Content starts

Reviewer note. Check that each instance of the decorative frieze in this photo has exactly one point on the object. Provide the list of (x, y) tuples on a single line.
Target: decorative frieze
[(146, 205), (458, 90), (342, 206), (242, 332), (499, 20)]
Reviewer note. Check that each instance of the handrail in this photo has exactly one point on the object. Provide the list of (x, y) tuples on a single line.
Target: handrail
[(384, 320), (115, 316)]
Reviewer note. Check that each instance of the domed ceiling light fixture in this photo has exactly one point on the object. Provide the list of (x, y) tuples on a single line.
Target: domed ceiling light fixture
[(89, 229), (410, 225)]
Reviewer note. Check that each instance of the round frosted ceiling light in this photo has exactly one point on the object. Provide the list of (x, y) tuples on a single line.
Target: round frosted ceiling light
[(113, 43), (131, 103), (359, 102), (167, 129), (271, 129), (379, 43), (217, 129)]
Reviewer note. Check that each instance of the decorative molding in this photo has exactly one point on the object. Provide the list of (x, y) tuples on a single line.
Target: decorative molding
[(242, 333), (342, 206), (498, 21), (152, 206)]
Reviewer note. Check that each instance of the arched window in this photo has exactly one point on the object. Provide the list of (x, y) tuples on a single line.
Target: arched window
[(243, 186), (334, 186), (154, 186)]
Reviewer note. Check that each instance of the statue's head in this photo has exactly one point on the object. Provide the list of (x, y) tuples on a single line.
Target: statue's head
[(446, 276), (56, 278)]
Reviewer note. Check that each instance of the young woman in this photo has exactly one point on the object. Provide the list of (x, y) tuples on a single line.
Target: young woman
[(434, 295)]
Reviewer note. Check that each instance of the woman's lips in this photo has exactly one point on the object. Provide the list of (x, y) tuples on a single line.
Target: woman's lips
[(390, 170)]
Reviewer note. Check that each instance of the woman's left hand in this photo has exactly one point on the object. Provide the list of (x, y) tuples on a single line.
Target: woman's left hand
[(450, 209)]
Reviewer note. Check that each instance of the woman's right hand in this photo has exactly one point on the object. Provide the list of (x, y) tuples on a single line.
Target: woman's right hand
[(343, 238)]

Content ends

# Action item
Find the line with "Target: decorative frieze" in the material above. Reproduce it and each line after it up to and including the line with "Reviewer note. Check that each instance of the arched".

# Completed task
Target: decorative frieze
[(146, 205), (458, 90), (342, 206), (242, 332), (499, 20)]
Reviewer note. Check that each instance of the handrail in this photo has exactly one point on the object. Provide the list of (x, y) tuples on a single line.
Target: handrail
[(384, 320), (115, 316)]
Reviewer note. Check that each instance of the domed ceiling light fixture in this photo has exactly one point on the object. Provide the list of (x, y) tuples on a single line.
Target: domed ceiling light fixture
[(89, 229), (410, 225)]
Reviewer note. Check that each instance of the round frosted ceiling light in this photo has exactly one point on the object. Provide the list of (x, y) tuples on a single line.
Target: round frosted ceiling light
[(113, 43), (131, 103), (359, 102), (167, 129), (271, 129), (379, 43), (217, 129)]
Reviewer note. Check that each instance of the decorative molding in this photo has exactly one point on the object. Provide the list of (x, y) tuples on a single line.
Target: decorative molding
[(242, 333), (342, 206), (498, 21), (152, 206)]
Reviewer note. Check that each instance of the arched window in this photo has exactly one point on the object. Provide the list of (x, y) tuples on a single line.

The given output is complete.